Quoted passage:
_ _ _ _ _ _ _
Edited By: pocketfish Jun 30th, 2011 at 09:16 PM
http://www.menshealth.com/nutrition/...t-workout-plan
If your looking for non-free weights, I think push-ups are underrated. 2or3 days a week do as many reps as you can. I was surprised at how fast I was able to go from reps of 10 to 50. My goal used to be 10 reps throughout the day. It also keeps your metabolism up. -
Originally Posted by Hank H1LL
getting his heart rate up isn't going to help him "tone muscle," it's just going to burn energy. anaerobic exercise can be done as slow as you want, op. generally smaller, heavier sets build muscle and bigger, lighter sets will tone. make sure you're doing both and beyond that you can do just about anything.
It will burn fat and therefore make you more lean and tone, adding muscular definition (ie hypertrophy) is going to give you the tone that you are looking for. You need to build muscle and burn the fat around the muscle to get tone...
Hank --> Please explain your thoughts on doing anaerobic exercise as slow as you want... that doesn't make sense, anaerobic is quick explosive movements? Are you strictly referring to weight lifting when you say this?
From my experience, there is no real reason to lift extremely heavy weights (sets of 4-5 reps) unless you are competitively competing in athletics.
For looks and health, 8-15 rep ranges are best. -
swimming but lifting weights is the WTG...
the 2 you chose are cardio...
do both. -
well, OP is already burning fat with calorie restriction. in his question he asked how to tone muscle, which in itself is really vague/ambiguous, so I wanted to spell out that muscle development can and (to a large extent) should be addressed separate from aerobic exercise, which should be used for fat loss.
_ _ _ _ _ _ _
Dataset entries
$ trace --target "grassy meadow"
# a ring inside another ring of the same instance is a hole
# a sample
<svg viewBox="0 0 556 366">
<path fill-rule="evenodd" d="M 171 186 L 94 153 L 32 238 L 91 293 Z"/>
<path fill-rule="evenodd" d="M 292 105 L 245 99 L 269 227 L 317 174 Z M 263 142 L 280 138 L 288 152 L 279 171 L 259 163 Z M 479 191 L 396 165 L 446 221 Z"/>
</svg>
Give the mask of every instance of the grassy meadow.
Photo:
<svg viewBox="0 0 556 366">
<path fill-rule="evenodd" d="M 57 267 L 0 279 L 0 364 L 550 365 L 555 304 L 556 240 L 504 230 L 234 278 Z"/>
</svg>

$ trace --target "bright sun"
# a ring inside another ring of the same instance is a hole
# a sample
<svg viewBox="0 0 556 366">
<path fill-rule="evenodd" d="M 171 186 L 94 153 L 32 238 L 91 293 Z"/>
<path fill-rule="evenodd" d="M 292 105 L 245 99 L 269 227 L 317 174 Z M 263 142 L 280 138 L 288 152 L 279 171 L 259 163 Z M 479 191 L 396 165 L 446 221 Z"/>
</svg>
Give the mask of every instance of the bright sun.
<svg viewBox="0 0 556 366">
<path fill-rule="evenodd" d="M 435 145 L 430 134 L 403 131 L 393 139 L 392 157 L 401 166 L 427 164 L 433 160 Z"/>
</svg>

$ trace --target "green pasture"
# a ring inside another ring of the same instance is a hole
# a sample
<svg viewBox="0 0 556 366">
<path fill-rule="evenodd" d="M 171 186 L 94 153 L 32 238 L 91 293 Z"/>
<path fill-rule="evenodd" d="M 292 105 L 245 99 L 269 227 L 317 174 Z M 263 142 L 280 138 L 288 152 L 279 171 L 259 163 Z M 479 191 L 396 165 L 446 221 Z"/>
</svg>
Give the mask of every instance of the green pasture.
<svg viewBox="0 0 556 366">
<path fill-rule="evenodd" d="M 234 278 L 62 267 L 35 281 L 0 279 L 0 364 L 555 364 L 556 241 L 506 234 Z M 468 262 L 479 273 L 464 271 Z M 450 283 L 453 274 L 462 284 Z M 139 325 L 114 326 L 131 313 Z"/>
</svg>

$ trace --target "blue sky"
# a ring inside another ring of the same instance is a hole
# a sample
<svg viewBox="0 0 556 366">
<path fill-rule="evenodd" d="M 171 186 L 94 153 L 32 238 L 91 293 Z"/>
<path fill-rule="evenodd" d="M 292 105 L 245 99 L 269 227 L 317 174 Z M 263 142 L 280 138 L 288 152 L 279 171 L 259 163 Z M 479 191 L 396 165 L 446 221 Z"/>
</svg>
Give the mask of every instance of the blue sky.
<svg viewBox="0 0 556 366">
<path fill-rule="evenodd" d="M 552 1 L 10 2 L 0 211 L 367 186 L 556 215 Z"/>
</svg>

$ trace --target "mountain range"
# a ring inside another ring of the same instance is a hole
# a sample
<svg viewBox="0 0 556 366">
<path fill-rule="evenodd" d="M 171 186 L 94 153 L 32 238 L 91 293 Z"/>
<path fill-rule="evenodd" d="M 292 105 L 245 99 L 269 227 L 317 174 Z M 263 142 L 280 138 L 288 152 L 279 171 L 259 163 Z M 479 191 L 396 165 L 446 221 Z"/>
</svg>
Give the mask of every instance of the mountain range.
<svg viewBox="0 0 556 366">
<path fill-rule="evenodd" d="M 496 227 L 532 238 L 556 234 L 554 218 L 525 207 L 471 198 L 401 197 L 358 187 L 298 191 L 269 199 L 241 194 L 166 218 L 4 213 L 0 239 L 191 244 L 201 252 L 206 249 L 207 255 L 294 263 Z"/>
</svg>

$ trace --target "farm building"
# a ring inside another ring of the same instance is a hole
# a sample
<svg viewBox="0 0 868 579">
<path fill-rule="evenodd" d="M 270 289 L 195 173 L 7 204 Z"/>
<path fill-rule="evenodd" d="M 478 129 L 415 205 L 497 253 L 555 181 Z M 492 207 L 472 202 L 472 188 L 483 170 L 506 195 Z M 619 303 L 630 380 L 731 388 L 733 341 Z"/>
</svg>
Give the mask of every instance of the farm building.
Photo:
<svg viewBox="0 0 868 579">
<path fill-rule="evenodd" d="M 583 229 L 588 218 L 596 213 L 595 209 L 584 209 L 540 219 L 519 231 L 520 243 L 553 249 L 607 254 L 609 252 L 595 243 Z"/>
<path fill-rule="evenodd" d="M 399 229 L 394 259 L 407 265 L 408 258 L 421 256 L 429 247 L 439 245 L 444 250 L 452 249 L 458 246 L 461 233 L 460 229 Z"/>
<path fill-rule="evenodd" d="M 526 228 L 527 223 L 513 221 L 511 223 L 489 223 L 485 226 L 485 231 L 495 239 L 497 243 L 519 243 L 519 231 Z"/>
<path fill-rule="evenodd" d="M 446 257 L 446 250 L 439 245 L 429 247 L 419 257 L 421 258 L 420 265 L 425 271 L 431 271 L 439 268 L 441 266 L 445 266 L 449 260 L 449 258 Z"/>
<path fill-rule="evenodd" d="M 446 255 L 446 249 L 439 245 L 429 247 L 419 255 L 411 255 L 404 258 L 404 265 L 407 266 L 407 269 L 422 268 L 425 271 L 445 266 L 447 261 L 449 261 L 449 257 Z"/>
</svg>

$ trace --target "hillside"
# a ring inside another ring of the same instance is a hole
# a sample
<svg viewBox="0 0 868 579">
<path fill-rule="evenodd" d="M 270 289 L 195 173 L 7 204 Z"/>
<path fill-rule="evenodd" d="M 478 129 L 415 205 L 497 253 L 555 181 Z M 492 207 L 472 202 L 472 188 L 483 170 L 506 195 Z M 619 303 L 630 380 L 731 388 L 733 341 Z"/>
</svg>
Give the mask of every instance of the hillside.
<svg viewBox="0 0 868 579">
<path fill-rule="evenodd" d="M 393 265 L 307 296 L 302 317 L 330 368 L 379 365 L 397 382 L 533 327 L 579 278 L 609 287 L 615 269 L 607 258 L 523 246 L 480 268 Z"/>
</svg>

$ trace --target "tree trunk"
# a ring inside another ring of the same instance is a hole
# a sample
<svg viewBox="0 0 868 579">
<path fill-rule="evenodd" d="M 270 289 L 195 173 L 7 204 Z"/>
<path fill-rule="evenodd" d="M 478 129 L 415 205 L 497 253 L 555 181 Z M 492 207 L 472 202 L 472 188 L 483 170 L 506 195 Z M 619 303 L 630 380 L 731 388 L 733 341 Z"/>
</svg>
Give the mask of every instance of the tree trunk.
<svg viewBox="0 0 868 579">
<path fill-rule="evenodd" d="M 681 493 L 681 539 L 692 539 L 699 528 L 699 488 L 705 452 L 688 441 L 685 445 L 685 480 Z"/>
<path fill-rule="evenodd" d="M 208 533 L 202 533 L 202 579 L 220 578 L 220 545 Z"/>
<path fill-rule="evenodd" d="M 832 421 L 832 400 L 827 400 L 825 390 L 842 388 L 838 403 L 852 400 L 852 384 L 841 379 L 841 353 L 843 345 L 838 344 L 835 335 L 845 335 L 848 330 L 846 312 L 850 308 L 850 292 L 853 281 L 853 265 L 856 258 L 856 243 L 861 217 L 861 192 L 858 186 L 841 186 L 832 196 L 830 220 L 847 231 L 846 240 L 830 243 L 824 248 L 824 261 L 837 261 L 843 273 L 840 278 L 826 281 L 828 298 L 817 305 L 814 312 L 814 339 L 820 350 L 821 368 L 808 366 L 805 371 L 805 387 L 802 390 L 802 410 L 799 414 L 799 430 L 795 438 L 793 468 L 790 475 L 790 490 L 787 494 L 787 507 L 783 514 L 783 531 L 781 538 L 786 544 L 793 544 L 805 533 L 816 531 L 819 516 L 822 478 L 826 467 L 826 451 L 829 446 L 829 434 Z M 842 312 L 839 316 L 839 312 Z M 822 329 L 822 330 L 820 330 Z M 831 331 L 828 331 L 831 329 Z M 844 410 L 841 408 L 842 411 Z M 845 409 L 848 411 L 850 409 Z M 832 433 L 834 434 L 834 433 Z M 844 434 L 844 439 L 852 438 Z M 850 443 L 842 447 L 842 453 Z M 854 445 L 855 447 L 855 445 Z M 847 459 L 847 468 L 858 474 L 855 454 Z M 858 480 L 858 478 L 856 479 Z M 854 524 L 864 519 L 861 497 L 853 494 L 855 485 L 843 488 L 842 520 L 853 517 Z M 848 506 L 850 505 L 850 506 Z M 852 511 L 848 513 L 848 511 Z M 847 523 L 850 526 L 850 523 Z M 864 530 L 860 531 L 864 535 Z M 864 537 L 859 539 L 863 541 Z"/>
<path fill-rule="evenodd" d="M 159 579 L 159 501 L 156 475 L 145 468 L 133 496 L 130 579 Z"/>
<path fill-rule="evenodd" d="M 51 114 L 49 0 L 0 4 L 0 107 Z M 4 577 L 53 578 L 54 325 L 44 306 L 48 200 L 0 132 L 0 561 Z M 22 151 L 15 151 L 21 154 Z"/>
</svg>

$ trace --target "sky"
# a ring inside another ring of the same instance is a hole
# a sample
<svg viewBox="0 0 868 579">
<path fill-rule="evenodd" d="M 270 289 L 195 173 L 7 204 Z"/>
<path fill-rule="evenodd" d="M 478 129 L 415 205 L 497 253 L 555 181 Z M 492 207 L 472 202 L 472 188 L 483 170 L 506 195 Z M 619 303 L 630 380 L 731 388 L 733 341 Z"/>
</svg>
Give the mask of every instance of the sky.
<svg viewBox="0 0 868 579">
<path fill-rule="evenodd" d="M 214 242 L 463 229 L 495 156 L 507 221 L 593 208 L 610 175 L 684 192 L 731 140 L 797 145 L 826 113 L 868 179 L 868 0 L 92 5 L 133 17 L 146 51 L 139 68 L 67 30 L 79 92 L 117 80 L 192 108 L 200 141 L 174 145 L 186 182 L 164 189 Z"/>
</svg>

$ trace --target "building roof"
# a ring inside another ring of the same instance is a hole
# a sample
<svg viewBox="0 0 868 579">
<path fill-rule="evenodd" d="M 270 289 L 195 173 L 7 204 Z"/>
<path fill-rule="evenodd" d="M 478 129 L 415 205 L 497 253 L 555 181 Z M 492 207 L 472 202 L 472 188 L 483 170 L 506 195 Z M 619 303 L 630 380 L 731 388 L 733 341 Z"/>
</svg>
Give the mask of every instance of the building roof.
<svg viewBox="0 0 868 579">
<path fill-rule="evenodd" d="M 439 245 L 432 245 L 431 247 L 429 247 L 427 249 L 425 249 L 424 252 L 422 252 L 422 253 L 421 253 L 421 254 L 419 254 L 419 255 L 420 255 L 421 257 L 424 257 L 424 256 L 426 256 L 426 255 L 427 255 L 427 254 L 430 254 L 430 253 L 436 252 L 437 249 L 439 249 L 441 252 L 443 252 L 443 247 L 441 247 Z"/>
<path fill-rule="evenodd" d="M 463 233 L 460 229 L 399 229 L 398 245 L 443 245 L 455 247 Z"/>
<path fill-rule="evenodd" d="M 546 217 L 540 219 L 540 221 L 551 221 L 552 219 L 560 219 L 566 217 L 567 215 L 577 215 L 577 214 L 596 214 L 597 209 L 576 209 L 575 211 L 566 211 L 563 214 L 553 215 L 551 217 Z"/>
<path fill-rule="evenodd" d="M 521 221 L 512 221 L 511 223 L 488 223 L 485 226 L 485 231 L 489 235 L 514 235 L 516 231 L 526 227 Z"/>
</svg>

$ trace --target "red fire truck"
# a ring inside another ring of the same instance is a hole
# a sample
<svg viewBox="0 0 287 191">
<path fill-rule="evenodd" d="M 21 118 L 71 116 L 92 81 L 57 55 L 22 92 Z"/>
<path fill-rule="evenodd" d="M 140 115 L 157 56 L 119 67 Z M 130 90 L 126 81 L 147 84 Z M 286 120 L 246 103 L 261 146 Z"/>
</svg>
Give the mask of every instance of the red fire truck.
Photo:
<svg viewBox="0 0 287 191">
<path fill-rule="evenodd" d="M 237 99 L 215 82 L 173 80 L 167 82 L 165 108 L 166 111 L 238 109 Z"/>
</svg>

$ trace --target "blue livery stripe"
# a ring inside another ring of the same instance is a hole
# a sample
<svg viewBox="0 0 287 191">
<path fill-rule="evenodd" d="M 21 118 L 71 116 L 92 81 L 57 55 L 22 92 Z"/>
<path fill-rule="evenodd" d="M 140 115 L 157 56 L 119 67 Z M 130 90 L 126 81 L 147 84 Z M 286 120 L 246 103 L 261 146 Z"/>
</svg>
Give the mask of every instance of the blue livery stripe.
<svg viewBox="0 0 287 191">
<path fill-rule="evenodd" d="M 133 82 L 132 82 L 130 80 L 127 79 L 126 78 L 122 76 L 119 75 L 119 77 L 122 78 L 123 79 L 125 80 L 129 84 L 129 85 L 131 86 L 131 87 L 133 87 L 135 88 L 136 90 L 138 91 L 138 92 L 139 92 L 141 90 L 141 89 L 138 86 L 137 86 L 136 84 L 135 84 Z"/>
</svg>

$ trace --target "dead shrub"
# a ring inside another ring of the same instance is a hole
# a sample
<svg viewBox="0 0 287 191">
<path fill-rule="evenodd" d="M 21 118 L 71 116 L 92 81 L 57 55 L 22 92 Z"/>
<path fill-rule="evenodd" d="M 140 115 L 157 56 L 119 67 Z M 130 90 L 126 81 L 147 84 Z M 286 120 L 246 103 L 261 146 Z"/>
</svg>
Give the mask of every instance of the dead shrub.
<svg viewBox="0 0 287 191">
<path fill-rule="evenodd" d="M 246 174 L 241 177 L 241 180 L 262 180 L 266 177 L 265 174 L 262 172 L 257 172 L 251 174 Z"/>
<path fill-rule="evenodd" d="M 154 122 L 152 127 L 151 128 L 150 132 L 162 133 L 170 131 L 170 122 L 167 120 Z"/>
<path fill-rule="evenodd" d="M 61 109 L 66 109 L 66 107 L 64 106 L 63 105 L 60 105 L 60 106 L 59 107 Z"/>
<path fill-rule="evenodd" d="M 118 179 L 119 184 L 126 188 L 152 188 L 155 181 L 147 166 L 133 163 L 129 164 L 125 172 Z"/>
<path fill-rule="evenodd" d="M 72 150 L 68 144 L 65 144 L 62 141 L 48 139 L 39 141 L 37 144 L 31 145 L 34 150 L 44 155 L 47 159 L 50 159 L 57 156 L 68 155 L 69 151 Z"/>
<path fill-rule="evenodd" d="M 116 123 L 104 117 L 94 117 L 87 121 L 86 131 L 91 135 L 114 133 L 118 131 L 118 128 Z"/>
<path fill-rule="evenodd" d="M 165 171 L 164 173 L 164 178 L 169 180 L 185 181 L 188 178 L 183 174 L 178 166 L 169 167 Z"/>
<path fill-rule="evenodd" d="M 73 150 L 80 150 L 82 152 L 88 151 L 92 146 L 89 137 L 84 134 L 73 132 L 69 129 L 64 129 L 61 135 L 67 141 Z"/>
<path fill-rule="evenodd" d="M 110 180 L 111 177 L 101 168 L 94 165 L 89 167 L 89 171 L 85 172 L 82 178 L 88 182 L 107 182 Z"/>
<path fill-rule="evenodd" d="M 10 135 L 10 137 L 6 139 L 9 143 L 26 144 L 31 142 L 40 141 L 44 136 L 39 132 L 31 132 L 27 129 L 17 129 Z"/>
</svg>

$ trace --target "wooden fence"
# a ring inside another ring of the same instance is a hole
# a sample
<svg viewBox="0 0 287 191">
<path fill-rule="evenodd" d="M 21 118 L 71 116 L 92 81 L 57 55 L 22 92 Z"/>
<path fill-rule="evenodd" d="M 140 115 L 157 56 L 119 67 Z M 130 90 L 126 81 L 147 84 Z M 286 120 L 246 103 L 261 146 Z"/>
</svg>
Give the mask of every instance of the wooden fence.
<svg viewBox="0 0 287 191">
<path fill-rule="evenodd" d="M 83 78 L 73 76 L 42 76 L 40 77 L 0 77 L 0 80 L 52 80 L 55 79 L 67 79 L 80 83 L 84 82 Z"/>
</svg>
_ _ _ _ _ _ _
Problem set:
[a] Reproduce the part of the forum discussion on exercise that opens with the words containing "It will burn" and closes with "is the WTG...".
[b] Using the forum discussion on exercise, say yes or no for each statement and quote the words that decide it: (i) The poster who recommends push-ups went from reps of 10 to 50. (ii) One poster calls sets of 4-5 reps the best range for looks and health. (iii) The OP is already burning fat through calorie restriction.
[c] Pick up the forum discussion on exercise after its final post and write what follows.

Task-by-task results:
[a]
It will burn fat and therefore make you more lean and tone, adding muscular definition (ie hypertrophy) is going to give you the tone that you are looking for. You need to build muscle and burn the fat around the muscle to get tone...
Hank --> Please explain your thoughts on doing anaerobic exercise as slow as you want... that doesn't make sense, anaerobic is quick explosive movements? Are you strictly referring to weight lifting when you say this?
From my experience, there is no real reason to lift extremely heavy weights (sets of 4-5 reps) unless you are competitively competing in athletics.
For looks and health, 8-15 rep ranges are best. -
swimming but lifting weights is the WTG...

[b]
(i) Yes: "I was surprised at how fast I was able to go from reps of 10 to 50."
(ii) No: "For looks and health, 8-15 rep ranges are best."
(iii) Yes: "well, OP is already burning fat with calorie restriction."

[c]
I'm speaking as somebody who powerlifted for 10 years so I probably see this differently. 'aerobic' to me is strictly about getting the heart rate up to burn energy, like a substitute for restricting calories, while 'anaerobic' is any stationary muscle training. I just wiki'd it and my definition is wrong so that's my fault.
imo the best thing to do, if you haven't been exercising and only dieting for a few months, would be to continue eating clean but up the calories, jog/bike/swim to train your cardio, and lift with a huge variety of weights/reps/exercises/rest periods. more specifically begin with and work outward from your core. so squats, deadlifts, cleans, abs, and hamstrings with every variation you can think of. all your strength and balance begins from the core so this is the most important in the beginning. don't neglect your upper body work but I'm sure one of the 80 billion meatheads at your gym can help you with that. -
yes, im speaking as a registered clinical exercise physiologist, and i was just confused as what you were trying to say.
Originally Posted by Hank H1LL
I'm speaking as somebody who powerlifted for 10 years so I probably see this differently. 'aerobic' to me is strictly about getting the heart rate up to burn energy, like a substitute for restricting calories, while 'anaerobic' is any stationary muscle training. I just wiki'd it and my definition is wrong so that's my fault.
Anaerobic exercise utilizes the phosphogen system and anaerobic glycolisis which is depleted in less than 2 minutes.
and yes again, toning muscle is vague, you dont necessarily tone it, but make it bigger and burn the surrounding fat to achieve a toned look.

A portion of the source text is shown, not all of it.